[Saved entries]
┌──

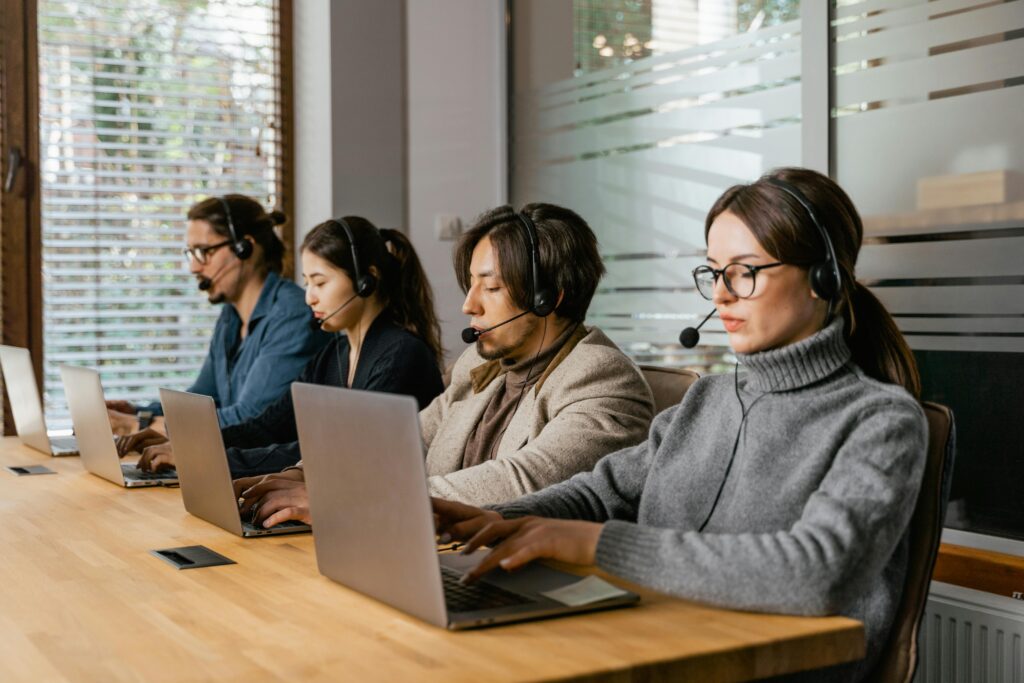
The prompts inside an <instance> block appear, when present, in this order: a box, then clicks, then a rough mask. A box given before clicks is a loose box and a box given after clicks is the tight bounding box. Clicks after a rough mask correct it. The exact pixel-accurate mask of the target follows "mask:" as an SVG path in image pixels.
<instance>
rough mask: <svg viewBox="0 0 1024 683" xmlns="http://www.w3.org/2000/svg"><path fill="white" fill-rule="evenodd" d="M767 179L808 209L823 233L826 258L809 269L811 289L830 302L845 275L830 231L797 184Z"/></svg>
mask: <svg viewBox="0 0 1024 683" xmlns="http://www.w3.org/2000/svg"><path fill="white" fill-rule="evenodd" d="M767 180H768V182H769V183H771V184H773V185H775V186H776V187H778V188H779V189H781V190H782V191H784V193H785V194H787V195H790V196H791V197H792V198H793V199H795V200H797V202H798V203H799V204H800V205H801V206H802V207H804V210H805V211H807V215H808V216H810V217H811V222H812V223H814V227H816V228H818V232H820V233H821V241H822V242H824V243H825V260H823V261H820V262H818V263H815V264H814V265H812V266H811V267H810V269H809V274H810V279H811V290H812V291H813V292H814V293H815V294H817V295H818V297H820V298H821V299H824V300H825V301H829V302H830V301H833V300H834V299H835V298H836V296H837V295H838V294H839V293H840V291H841V290H842V289H843V275H842V273H841V272H840V269H839V261H838V260H836V248H835V247H834V246H833V242H831V238H829V237H828V231H827V230H826V229H825V226H824V225H823V224H822V223H821V221H820V220H818V214H817V212H816V211H815V210H814V207H813V206H811V203H810V202H809V201H807V198H806V197H804V194H803V193H801V191H800V190H799V189H797V187H796V186H795V185H792V184H790V183H788V182H786V181H785V180H780V179H779V178H773V177H770V178H767Z"/></svg>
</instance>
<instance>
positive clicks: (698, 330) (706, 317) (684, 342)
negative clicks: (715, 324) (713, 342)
mask: <svg viewBox="0 0 1024 683" xmlns="http://www.w3.org/2000/svg"><path fill="white" fill-rule="evenodd" d="M717 312H718V308H712V309H711V312H710V313H708V315H707V316H706V317H705V319H702V321H700V325H698V326H697V327H695V328H686V329H685V330H683V331H682V332H680V333H679V343H680V344H682V345H683V346H685V347H686V348H693V347H694V346H696V345H697V342H698V341H700V333H699V332H698V331H699V330H700V328H702V327H703V324H705V323H707V322H708V321H710V319H711V316H712V315H714V314H715V313H717Z"/></svg>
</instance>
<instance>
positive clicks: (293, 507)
mask: <svg viewBox="0 0 1024 683" xmlns="http://www.w3.org/2000/svg"><path fill="white" fill-rule="evenodd" d="M295 471H296V470H286V471H285V472H282V473H280V474H270V475H267V476H265V477H260V478H259V481H258V482H256V483H255V484H253V485H252V486H250V487H249V488H246V489H245V490H242V492H241V495H240V497H239V498H240V499H241V501H242V505H241V511H242V515H243V517H244V516H245V515H246V514H248V513H249V512H250V511H251V510H252V508H253V506H257V507H258V508H259V511H258V513H257V516H256V519H255V520H253V523H254V524H258V523H262V524H263V526H264V527H266V528H269V527H271V526H275V525H278V524H280V523H282V522H285V521H288V520H290V519H298V520H300V521H304V522H305V523H307V524H311V523H312V519H311V517H310V515H309V494H308V492H307V490H306V483H305V481H302V480H296V479H295V478H294V477H295V476H296V475H294V474H291V473H292V472H295ZM298 471H299V473H300V474H301V473H302V471H301V470H298ZM239 481H241V479H240V480H239Z"/></svg>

└──

**WORK ITEM**
All of the data should come back exactly as written, but without pictures.

**ANSWER TO THE EXERCISE**
The prompts inside an <instance> block appear, when present, in this order: a box, then clicks, then a rough mask. A box given before clicks is a loose box and a box given after clicks is the tight bounding box. Clicks after a rough mask correct it. The exact pixel-accurate mask of the target follows "mask:" as an SVG path in image pixels.
<instance>
rough mask: <svg viewBox="0 0 1024 683" xmlns="http://www.w3.org/2000/svg"><path fill="white" fill-rule="evenodd" d="M767 179L808 209L823 233L826 258L809 269L811 289L830 302L845 275L830 231L797 184Z"/></svg>
mask: <svg viewBox="0 0 1024 683" xmlns="http://www.w3.org/2000/svg"><path fill="white" fill-rule="evenodd" d="M767 180H768V182H769V183H771V184H773V185H775V186H776V187H778V188H779V189H781V190H782V191H784V193H785V194H787V195H790V196H791V197H792V198H793V199H795V200H797V202H798V203H799V204H800V205H801V206H802V207H804V210H805V211H807V215H808V216H810V217H811V222H812V223H814V227H816V228H818V232H820V233H821V241H822V242H824V243H825V260H823V261H820V262H818V263H815V264H814V265H812V266H811V267H810V269H809V274H810V279H811V290H812V291H813V292H814V293H815V294H817V295H818V297H820V298H821V299H824V300H825V301H829V302H830V301H833V300H834V299H835V298H836V296H837V295H838V294H839V293H840V291H841V290H842V289H843V275H842V273H841V272H840V269H839V261H838V260H836V248H835V247H834V246H833V242H831V238H829V237H828V231H827V230H826V229H825V226H824V225H823V224H822V223H821V221H820V220H818V214H817V212H816V211H815V210H814V207H813V206H811V203H810V202H809V201H807V198H806V197H804V194H803V193H801V191H800V190H799V189H797V187H796V186H795V185H792V184H790V183H788V182H786V181H785V180H780V179H779V178H773V177H770V178H767Z"/></svg>
</instance>
<instance>
positive clicks: (698, 330) (706, 317) (684, 342)
negative clicks: (715, 324) (713, 342)
mask: <svg viewBox="0 0 1024 683" xmlns="http://www.w3.org/2000/svg"><path fill="white" fill-rule="evenodd" d="M717 312H718V308H712V309H711V312H710V313H708V315H707V316H706V317H705V319H702V321H700V325H698V326H697V327H695V328H686V329H685V330H683V331H682V332H680V333H679V343H680V344H682V345H683V346H685V347H686V348H693V347H694V346H696V345H697V342H698V341H700V333H699V332H698V331H699V330H700V328H702V327H703V324H705V323H707V322H708V321H710V319H711V316H712V315H714V314H715V313H717Z"/></svg>
</instance>
<instance>
positive clicks: (293, 507)
mask: <svg viewBox="0 0 1024 683" xmlns="http://www.w3.org/2000/svg"><path fill="white" fill-rule="evenodd" d="M295 471H296V470H286V471H285V472H282V473H280V474H270V475H267V476H265V477H260V478H259V481H258V482H256V483H255V484H253V485H252V486H250V487H249V488H246V489H245V490H242V492H241V495H240V497H239V498H240V499H241V501H242V505H241V511H242V515H243V517H244V516H245V515H246V514H248V513H249V512H250V511H251V510H252V508H253V506H257V507H258V508H259V511H258V513H257V516H256V519H255V520H253V523H254V524H258V523H262V524H263V526H264V527H266V528H269V527H271V526H275V525H278V524H280V523H282V522H285V521H288V520H290V519H298V520H300V521H304V522H305V523H307V524H311V523H312V519H311V517H310V515H309V494H308V492H307V490H306V483H305V481H302V480H296V479H295V478H294V477H295V476H296V475H294V474H291V473H292V472H295ZM298 471H299V473H300V474H301V473H302V471H301V470H298ZM239 481H241V479H240V480H239Z"/></svg>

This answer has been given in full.